• _Problem details_: Transcribe word for word the lines spanning the line with "Mark the woman" through the end of the records.

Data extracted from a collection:
[Start of section]

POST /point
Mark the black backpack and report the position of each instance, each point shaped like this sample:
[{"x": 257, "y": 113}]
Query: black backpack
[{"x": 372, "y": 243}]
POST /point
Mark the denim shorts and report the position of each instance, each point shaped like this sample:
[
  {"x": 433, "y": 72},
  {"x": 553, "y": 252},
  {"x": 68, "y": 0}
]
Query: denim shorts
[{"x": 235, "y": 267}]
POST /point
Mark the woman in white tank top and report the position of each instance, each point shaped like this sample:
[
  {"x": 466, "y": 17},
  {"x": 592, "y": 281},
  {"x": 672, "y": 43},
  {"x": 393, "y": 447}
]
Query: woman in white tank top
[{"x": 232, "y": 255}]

[End of section]

• _Task solution_:
Mark the woman in white tank top and report the position of each instance, each point shaped like this sample:
[
  {"x": 466, "y": 17},
  {"x": 592, "y": 281},
  {"x": 672, "y": 43},
  {"x": 393, "y": 447}
]
Query: woman in white tank top
[{"x": 232, "y": 255}]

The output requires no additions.